• _Exercise instructions_
Nothing but the lines from the one containing "# point: light blue" to the end of the data should be returned, each exactly as written.

• _Records for this task_
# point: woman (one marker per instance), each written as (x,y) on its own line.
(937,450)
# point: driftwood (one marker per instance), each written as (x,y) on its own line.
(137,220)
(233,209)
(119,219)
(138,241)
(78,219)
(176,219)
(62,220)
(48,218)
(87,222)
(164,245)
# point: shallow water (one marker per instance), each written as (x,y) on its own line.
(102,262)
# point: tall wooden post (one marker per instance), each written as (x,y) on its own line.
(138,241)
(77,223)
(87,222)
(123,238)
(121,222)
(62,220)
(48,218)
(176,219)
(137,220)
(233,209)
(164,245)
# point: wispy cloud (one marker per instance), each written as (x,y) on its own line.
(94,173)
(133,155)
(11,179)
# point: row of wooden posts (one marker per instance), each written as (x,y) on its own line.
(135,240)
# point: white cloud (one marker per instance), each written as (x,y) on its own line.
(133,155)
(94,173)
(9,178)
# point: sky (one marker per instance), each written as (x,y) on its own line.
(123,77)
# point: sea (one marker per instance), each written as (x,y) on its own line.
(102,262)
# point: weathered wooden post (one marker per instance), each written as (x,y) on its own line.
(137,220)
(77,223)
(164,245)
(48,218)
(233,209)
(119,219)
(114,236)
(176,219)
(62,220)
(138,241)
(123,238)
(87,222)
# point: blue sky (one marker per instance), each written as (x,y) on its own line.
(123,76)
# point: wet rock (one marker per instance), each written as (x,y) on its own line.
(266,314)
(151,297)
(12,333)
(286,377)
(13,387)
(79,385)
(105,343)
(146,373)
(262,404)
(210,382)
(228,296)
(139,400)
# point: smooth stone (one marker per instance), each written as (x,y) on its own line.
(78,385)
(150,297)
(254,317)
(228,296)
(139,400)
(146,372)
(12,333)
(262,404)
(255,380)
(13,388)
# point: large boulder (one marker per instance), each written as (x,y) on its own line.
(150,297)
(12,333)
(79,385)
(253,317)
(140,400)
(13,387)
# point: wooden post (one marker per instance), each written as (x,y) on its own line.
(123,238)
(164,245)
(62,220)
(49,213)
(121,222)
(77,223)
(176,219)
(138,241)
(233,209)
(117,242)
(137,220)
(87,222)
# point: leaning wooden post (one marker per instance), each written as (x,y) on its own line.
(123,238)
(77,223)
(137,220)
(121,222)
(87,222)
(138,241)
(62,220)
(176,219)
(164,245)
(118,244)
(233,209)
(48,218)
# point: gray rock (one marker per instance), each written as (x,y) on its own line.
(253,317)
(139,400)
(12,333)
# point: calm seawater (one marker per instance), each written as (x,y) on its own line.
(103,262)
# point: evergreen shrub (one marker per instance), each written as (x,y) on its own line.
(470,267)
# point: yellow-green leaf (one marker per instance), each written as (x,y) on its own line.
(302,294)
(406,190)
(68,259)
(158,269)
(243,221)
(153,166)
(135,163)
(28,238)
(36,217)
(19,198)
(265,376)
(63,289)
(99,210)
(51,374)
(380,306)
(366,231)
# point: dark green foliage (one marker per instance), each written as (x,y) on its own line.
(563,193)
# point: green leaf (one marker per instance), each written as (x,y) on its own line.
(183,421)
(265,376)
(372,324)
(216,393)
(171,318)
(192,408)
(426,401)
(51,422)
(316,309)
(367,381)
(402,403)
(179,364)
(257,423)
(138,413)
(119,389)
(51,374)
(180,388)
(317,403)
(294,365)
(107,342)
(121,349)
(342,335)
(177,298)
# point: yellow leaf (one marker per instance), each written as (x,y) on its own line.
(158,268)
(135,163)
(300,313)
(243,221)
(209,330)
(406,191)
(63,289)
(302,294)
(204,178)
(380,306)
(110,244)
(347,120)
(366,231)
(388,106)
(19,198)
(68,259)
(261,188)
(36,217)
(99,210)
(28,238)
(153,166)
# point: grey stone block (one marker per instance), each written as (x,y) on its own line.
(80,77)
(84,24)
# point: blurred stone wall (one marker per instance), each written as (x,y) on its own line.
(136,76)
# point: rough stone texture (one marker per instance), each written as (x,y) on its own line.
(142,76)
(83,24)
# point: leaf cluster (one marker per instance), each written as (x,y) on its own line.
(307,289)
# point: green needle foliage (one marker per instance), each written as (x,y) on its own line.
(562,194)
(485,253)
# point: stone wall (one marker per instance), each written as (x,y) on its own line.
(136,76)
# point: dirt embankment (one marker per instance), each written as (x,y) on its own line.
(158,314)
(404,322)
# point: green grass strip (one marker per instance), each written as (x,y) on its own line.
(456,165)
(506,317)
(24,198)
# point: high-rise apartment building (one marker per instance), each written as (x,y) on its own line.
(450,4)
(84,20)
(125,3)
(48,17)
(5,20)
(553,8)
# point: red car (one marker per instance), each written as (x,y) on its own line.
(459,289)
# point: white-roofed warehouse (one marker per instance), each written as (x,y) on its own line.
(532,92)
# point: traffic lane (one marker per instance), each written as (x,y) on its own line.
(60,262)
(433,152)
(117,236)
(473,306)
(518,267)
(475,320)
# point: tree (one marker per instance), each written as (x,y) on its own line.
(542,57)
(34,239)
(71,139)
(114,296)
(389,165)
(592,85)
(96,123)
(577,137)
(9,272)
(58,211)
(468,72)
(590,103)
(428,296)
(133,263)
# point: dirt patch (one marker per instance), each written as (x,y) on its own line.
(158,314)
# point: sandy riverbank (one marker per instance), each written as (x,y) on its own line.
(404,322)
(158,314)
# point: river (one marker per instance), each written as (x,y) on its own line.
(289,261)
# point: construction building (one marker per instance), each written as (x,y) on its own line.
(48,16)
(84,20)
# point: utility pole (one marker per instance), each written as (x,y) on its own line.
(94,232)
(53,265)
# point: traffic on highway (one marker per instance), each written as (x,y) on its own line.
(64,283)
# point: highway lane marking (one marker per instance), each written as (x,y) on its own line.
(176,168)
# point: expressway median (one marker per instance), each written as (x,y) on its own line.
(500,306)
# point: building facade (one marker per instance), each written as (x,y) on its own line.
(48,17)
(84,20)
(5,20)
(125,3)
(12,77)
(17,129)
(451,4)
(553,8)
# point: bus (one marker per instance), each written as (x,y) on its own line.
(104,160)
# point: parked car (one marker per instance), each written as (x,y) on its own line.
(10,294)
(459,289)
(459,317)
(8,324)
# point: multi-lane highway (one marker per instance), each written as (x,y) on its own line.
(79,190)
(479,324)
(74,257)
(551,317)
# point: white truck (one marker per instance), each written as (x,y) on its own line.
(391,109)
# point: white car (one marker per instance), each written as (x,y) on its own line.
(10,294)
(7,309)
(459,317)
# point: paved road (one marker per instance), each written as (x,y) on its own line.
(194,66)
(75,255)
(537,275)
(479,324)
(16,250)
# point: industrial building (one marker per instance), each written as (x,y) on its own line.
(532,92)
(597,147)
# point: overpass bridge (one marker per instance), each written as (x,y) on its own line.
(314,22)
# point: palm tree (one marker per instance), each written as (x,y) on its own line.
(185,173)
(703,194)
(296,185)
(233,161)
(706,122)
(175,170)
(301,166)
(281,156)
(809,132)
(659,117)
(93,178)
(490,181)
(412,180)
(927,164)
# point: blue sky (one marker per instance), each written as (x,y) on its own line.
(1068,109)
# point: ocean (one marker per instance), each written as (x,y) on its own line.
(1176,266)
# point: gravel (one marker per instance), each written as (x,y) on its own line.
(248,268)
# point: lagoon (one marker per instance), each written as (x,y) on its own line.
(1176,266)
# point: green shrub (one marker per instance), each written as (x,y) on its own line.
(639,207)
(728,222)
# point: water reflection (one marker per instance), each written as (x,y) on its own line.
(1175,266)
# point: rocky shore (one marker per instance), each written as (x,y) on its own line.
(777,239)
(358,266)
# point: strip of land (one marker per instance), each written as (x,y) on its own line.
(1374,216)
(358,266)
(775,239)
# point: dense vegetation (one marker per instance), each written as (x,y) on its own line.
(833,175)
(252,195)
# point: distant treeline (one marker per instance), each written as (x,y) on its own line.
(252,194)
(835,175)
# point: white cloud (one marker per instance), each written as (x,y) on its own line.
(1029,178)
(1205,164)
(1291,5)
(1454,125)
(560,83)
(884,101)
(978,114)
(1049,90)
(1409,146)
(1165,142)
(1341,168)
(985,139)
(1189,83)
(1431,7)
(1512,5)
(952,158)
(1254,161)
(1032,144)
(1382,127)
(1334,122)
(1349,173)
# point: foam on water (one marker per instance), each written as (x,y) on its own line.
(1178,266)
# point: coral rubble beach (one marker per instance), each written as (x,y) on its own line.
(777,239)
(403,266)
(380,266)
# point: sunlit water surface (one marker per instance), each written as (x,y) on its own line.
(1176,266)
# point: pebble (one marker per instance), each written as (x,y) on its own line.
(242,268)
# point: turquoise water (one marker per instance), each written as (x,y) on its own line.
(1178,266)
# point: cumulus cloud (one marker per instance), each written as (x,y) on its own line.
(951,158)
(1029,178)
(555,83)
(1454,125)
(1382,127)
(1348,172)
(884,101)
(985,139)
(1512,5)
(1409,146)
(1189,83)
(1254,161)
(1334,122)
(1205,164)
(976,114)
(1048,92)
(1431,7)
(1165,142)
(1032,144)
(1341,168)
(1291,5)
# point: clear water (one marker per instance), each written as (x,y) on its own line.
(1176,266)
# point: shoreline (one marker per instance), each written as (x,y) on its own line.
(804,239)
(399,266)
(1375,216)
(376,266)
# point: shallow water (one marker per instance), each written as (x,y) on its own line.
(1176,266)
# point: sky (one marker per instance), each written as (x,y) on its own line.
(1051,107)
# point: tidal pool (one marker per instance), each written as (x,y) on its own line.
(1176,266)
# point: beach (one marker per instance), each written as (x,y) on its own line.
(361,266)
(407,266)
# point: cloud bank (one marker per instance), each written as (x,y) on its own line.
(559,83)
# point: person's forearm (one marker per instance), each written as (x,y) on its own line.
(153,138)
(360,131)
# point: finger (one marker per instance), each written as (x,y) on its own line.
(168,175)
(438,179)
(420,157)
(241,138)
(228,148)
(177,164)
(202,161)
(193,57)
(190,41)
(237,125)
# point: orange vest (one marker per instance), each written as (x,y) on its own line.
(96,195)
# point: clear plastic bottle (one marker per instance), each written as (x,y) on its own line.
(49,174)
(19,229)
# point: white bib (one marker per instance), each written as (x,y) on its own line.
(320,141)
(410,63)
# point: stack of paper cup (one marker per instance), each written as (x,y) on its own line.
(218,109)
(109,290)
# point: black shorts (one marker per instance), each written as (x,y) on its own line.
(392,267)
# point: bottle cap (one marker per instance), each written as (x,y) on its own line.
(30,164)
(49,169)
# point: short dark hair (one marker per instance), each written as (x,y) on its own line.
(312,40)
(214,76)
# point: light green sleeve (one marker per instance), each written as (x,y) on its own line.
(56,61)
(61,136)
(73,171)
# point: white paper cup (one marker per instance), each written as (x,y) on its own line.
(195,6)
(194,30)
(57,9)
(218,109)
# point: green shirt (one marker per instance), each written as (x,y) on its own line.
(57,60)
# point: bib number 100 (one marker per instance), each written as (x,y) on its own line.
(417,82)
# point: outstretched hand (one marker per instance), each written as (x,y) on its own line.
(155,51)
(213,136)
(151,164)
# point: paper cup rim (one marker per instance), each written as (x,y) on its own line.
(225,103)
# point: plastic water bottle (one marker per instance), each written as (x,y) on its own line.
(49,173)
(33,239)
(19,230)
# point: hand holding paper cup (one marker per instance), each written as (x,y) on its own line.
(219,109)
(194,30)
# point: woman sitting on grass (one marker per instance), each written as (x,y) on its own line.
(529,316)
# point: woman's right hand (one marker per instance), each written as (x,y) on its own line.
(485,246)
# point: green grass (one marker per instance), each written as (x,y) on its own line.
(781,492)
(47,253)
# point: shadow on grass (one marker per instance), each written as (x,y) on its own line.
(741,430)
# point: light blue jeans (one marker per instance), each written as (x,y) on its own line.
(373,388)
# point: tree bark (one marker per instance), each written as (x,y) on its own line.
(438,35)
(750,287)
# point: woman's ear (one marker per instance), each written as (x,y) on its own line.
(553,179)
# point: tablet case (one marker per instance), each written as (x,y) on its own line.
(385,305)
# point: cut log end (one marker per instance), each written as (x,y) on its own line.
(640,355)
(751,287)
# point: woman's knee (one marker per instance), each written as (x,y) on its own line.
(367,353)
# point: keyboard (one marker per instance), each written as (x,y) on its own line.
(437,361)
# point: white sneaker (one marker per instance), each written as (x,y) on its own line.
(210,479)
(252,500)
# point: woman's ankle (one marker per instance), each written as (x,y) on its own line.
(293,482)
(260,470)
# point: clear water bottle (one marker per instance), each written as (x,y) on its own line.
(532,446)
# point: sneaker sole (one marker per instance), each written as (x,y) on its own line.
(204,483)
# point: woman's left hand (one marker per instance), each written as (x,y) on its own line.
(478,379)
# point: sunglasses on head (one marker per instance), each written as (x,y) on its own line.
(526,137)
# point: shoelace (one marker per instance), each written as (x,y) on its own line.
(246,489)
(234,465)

• _Task answer_
# point: light blue jeans (one marker per instance), each written as (x,y) on its own line.
(373,388)
# point: tree bark (one marker per instance), each written as (x,y) on its own line.
(438,35)
(750,287)
# point: woman's ear (one marker per instance), each written as (x,y) on its own line.
(553,179)
# point: tablet case (one marker per instance), each written as (x,y) on its own line.
(385,305)
# point: cut log end (one marker per instance), each written as (x,y) on its own line.
(640,355)
(751,287)
# point: woman's knee (one marker per instance), each written as (x,y) on its own line.
(367,353)
# point: keyboard (one marker per instance), each written as (x,y) on its own line.
(437,361)
# point: white sneaker (one marker per instance), each written as (x,y) on its own line.
(210,479)
(252,500)
# point: woman's ankle (one marker per instance), each written as (x,y) on its own line.
(293,482)
(260,470)
# point: clear water bottle (one marker per instance), each written as (x,y) on its own line.
(532,446)
# point: sneaker sole (one marker per instance), each written as (x,y) on its own line.
(204,483)
# point: woman's left hand (one marker per instance), each written as (x,y) on its own line.
(478,379)
# point: sunglasses on head (one marker per instance), each written as (x,y) on its own line.
(526,137)
# point: shoelace (one marker per instance), each written as (x,y) on its own line.
(246,489)
(234,465)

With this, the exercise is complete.